● Trecho da página:
Fabio Brust é escritor e mestre em design editorial.
Como você começa o seu dia? Você tem uma rotina matinal?
Antigamente eu não tinha uma rotina muito definida para as manhãs, até porque ia dormir em qualquer horário; agora já tenho uma rotina de sono melhor, então costumo dormir e acordar na mesma hora. Por isso, normalmente acordo pelas 9h, às vezes faço algum exercício em casa, tomo o café-da-manhã e já começo a trabalhar. Como sou um freelancer e trabalho em casa, o que eu faço pela manhã costuma ser bem variado, dependendo dos serviços que estou executando e os prazos que eu tenho para finalizá-los… Mas, claro, também tenho várias manhãs que fogem à regra.
Em que hora do dia você sente que trabalha melhor? Você tem algum ritual de preparação para a escrita?

● Dados da listagem:
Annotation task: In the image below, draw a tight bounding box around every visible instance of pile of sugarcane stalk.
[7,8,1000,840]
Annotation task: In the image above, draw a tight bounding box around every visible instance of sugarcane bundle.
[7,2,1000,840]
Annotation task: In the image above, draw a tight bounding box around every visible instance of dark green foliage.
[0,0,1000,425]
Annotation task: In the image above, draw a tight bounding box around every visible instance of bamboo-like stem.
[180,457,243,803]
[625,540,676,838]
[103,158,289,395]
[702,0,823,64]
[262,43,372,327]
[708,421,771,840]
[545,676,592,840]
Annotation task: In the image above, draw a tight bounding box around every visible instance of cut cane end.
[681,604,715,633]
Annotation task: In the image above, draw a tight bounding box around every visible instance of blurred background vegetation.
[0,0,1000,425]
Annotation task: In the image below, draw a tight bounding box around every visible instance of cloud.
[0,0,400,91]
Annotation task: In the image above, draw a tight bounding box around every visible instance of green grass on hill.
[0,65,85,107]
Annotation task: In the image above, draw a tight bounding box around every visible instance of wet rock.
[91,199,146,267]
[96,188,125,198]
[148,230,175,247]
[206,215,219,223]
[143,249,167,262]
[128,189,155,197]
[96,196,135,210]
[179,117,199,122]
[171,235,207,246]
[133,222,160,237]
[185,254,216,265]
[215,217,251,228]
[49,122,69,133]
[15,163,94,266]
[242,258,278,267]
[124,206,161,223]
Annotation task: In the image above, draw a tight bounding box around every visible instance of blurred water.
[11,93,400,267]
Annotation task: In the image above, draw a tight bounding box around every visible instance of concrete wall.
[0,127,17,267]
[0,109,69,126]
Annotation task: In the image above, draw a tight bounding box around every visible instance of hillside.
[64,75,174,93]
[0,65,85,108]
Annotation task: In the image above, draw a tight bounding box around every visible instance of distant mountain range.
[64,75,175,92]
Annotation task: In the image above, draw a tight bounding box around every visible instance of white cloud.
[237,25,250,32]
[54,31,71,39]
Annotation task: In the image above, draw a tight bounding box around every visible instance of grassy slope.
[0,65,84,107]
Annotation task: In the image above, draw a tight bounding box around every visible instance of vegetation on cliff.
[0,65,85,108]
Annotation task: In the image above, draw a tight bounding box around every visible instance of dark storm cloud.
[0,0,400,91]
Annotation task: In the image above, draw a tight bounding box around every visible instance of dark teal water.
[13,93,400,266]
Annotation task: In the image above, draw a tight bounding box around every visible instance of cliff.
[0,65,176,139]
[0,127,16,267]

● Instruções:
1/ Altere o trecho da entrevista com Fabio Brust começando em "Fabio Brust é" e terminando em "fogem à regra.", trocando "freelancer" por "autônomo".
2/ Responda com base na entrevista com Fabio Brust:
(a) Em que área Fabio Brust é mestre?
(b) Por volta de que horas ele normalmente acorda?
(c) Onde ele trabalha?
3/ Continue a entrevista com Fabio Brust a partir do ponto em que ela termina.

● Respostas por tarefa:
1/
Fabio Brust é escritor e mestre em design editorial.
Como você começa o seu dia? Você tem uma rotina matinal?
Antigamente eu não tinha uma rotina muito definida para as manhãs, até porque ia dormir em qualquer horário; agora já tenho uma rotina de sono melhor, então costumo dormir e acordar na mesma hora. Por isso, normalmente acordo pelas 9h, às vezes faço algum exercício em casa, tomo o café-da-manhã e já começo a trabalhar. Como sou um autônomo e trabalho em casa, o que eu faço pela manhã costuma ser bem variado, dependendo dos serviços que estou executando e os prazos que eu tenho para finalizá-los… Mas, claro, também tenho várias manhãs que fogem à regra.

2/
(a) Em design editorial.
(b) Por volta das 9h.
(c) Em casa.

3/
Eu tenho perfeita noção de que o melhor horário para eu escrever é pela manhã, mas infelizmente não é sempre que eu consigo me regrar e fazê-lo. Eu sei disso porque já testei escrever em vários momentos do dia, e a prova definitiva foi quando estava em um estágio em uma editora e chegava uma hora antes que meus colegas de trabalho. Considerando que eu estava lá sozinho, em um lugar silencioso e cheio de livros, decidi escrever nessa hora em que eu nem deveria estar lá, e as páginas pareciam escrever a si mesmas! De manhã estou com a mente bem descansada e limpa, o que facilita colocar as palavras no papel. De tarde é quando estou sempre trabalhando em serviços terceirizados e, à noite, embora também escreva, a minha cabeça já está mais cheia e bagunçada por conta do restante do dia…
Agora, sobre rituais, acho que o principal é que tenho que estar sozinho, e ninguém pode ficar conversando comigo enquanto escrevo. E quanto mais silêncio melhor! Às vezes até gosto de ouvir música – trilhas sonoras que tenham a ver com o clima da história –, mas no geral, silêncio é ouro.
Você escreve um pouco todos os dias ou em períodos concentrados? Você tem uma meta de escrita diária?
Tenho que ser bem honesto e admitir que faz tempo que não consigo escrever todos os dias. Sei que isso é um sinal dos tempos; outros escritores que eu conheço também sofrem mais hoje do que antigamente para escrever todos os dias. Eu vou culpar as distrações que temos nos celulares, na internet, nesse mundo maluco e apressado em que vivemos. Mas não é bem uma das melhores desculpas… a verdade é que eu poderia ser mais focado. Estou sempre tentando mudar e determinar horários e momentos para escrever, mas, repensando, eu nunca fui disso.
Quando era mais novo, eu abria o computador e deixava o documento do livro em segundo plano. Volta e meia eu ia lá e escrevia algumas linhas, algumas palavras; se me empolgasse, alguns parágrafos. Depois eu continuava fazendo alguma outra coisa.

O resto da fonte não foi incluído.